▸ What to produce: Could you print the blog post below about the Esquire article in full, word for word?

▸ Passage shown:
<<<<

Showing posts with label COIN. Show all posts
Showing posts with label COIN. Show all posts

16 September, 2009

Esquire Article

This article in Esquire was recommended to me by my Uncle and I diligently read it on a recent airplane trip. A few things jumped out at me. A reinforced Infantry company conducts a sweep of a ridgeline, searching for arms caches and insurgents. They tramp up and then down the ridgeline for two days, through dense underbrush, find no insurgents or weapons caches, but sustain a handful of injuries from exhaustion, dehydration, and sprained ankles. Am I describing a mission in Afghanistan or Vietnam?
Next:
One of the organizing ideas behind [the operation] had been to get the Afghan army, which has been improving in skill in recent years, to search an important village and try to trip up, or even catch, Haji Matin [a local insurgent leader], the owner of the valley's idled sawmill.
...[the operation] was meant to disrupt these locals by placing an American company on the insurgents' ridge and simultaneously placing an Afghan company in position to sweep a village Haji Matin frequented. The battalion had planned it this way, and briefed it this way, and then, the day before the mission began, word came from Kabul that the village search was canceled.
And yet the mission went ahead. This strikes me as sticking to a plan, even when the facts on the ground have changed.
Finally, the role of Haji Matin in the insurgency was what really confounded me. His sawmill was idled by a government decree that prohibited most logging. This left Matin, his mill workers, and the loggers out of jobs and pushed them into the arms of the insurgency. The author points out that the desire to expel the American invaders from their valley was also a motivating factor for the insurgency, but the Afghan governments logging prohibition is important for two reasons.

>>>>

▸ Records provided:

<<<<

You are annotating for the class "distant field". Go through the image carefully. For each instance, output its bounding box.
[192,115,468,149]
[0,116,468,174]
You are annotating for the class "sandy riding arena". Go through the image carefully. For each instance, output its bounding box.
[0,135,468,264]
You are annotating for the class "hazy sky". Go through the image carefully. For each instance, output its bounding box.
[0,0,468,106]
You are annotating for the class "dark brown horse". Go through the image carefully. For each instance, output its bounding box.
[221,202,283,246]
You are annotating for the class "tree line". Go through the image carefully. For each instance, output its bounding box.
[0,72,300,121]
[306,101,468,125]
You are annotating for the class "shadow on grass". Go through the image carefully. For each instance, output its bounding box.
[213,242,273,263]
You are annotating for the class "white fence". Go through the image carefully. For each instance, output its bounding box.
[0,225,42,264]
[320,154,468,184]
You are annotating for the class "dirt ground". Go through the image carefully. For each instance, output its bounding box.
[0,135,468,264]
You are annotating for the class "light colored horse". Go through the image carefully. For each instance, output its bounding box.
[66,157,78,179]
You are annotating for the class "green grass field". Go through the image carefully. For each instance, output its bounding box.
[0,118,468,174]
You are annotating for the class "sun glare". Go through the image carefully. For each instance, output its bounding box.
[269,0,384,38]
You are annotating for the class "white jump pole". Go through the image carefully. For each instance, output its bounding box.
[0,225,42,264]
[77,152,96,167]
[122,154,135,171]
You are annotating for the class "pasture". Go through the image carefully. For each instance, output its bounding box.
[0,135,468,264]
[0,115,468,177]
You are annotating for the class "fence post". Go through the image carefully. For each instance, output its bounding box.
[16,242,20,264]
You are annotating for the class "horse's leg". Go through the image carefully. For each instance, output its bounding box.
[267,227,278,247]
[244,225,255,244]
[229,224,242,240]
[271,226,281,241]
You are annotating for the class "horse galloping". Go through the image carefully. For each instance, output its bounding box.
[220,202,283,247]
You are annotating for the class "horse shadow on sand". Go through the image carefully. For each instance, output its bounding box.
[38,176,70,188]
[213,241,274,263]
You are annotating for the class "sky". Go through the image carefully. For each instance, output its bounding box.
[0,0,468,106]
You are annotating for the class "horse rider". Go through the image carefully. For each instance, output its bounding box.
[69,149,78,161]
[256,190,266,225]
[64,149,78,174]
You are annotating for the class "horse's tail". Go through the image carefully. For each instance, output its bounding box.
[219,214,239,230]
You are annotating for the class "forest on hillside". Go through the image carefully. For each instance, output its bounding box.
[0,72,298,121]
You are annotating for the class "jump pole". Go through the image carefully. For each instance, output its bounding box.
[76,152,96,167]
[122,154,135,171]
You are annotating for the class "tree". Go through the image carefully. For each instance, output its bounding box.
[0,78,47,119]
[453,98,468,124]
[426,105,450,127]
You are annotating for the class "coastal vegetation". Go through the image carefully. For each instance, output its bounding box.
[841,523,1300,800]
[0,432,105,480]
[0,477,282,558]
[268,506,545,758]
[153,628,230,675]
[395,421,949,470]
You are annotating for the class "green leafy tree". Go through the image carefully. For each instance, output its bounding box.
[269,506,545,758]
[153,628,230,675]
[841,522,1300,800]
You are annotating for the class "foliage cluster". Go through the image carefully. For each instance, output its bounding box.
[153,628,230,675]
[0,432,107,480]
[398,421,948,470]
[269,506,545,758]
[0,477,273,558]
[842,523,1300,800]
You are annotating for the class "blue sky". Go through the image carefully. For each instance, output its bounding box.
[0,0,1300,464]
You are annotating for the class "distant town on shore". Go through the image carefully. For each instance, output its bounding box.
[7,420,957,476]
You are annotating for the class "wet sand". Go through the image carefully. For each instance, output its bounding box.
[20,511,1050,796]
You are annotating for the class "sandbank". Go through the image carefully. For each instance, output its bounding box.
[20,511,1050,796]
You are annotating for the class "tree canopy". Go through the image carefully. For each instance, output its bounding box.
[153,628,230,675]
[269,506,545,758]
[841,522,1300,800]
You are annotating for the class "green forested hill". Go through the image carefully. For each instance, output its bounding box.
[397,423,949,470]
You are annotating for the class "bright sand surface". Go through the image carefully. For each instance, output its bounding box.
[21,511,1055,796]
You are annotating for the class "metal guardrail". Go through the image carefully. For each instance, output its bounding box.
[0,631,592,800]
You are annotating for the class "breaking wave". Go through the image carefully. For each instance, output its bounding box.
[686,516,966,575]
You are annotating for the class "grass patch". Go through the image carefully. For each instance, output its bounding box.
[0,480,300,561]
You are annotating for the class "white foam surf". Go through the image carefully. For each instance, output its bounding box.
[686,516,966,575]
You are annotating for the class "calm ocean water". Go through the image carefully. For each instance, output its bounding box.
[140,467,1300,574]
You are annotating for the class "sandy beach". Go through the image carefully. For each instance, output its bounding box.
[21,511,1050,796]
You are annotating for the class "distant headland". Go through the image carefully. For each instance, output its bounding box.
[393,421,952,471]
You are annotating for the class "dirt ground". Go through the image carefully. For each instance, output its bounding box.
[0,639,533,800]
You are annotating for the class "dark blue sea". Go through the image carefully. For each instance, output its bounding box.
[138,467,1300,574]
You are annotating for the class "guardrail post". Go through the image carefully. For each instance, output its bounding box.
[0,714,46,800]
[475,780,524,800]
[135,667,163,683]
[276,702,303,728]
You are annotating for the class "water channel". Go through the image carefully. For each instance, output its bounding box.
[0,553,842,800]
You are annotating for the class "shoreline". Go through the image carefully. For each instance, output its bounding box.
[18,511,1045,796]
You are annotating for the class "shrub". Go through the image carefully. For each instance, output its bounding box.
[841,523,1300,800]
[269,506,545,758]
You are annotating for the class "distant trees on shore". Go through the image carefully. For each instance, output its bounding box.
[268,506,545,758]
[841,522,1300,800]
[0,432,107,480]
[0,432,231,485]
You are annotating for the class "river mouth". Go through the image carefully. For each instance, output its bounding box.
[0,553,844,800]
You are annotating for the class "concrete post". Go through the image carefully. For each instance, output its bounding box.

>>>>

▸ Answer:
Showing posts with label COIN. Show all posts
Showing posts with label COIN. Show all posts

16 September, 2009

Esquire Article

This article in Esquire was recommended to me by my Uncle and I diligently read it on a recent airplane trip. A few things jumped out at me. A reinforced Infantry company conducts a sweep of a ridgeline, searching for arms caches and insurgents. They tramp up and then down the ridgeline for two days, through dense underbrush, find no insurgents or weapons caches, but sustain a handful of injuries from exhaustion, dehydration, and sprained ankles. Am I describing a mission in Afghanistan or Vietnam?
Next:
One of the organizing ideas behind [the operation] had been to get the Afghan army, which has been improving in skill in recent years, to search an important village and try to trip up, or even catch, Haji Matin [a local insurgent leader], the owner of the valley's idled sawmill.
...[the operation] was meant to disrupt these locals by placing an American company on the insurgents' ridge and simultaneously placing an Afghan company in position to sweep a village Haji Matin frequented. The battalion had planned it this way, and briefed it this way, and then, the day before the mission began, word came from Kabul that the village search was canceled.
And yet the mission went ahead. This strikes me as sticking to a plan, even when the facts on the ground have changed.
Finally, the role of Haji Matin in the insurgency was what really confounded me. His sawmill was idled by a government decree that prohibited most logging. This left Matin, his mill workers, and the loggers out of jobs and pushed them into the arms of the insurgency. The author points out that the desire to expel the American invaders from their valley was also a motivating factor for the insurgency, but the Afghan governments logging prohibition is important for two reasons.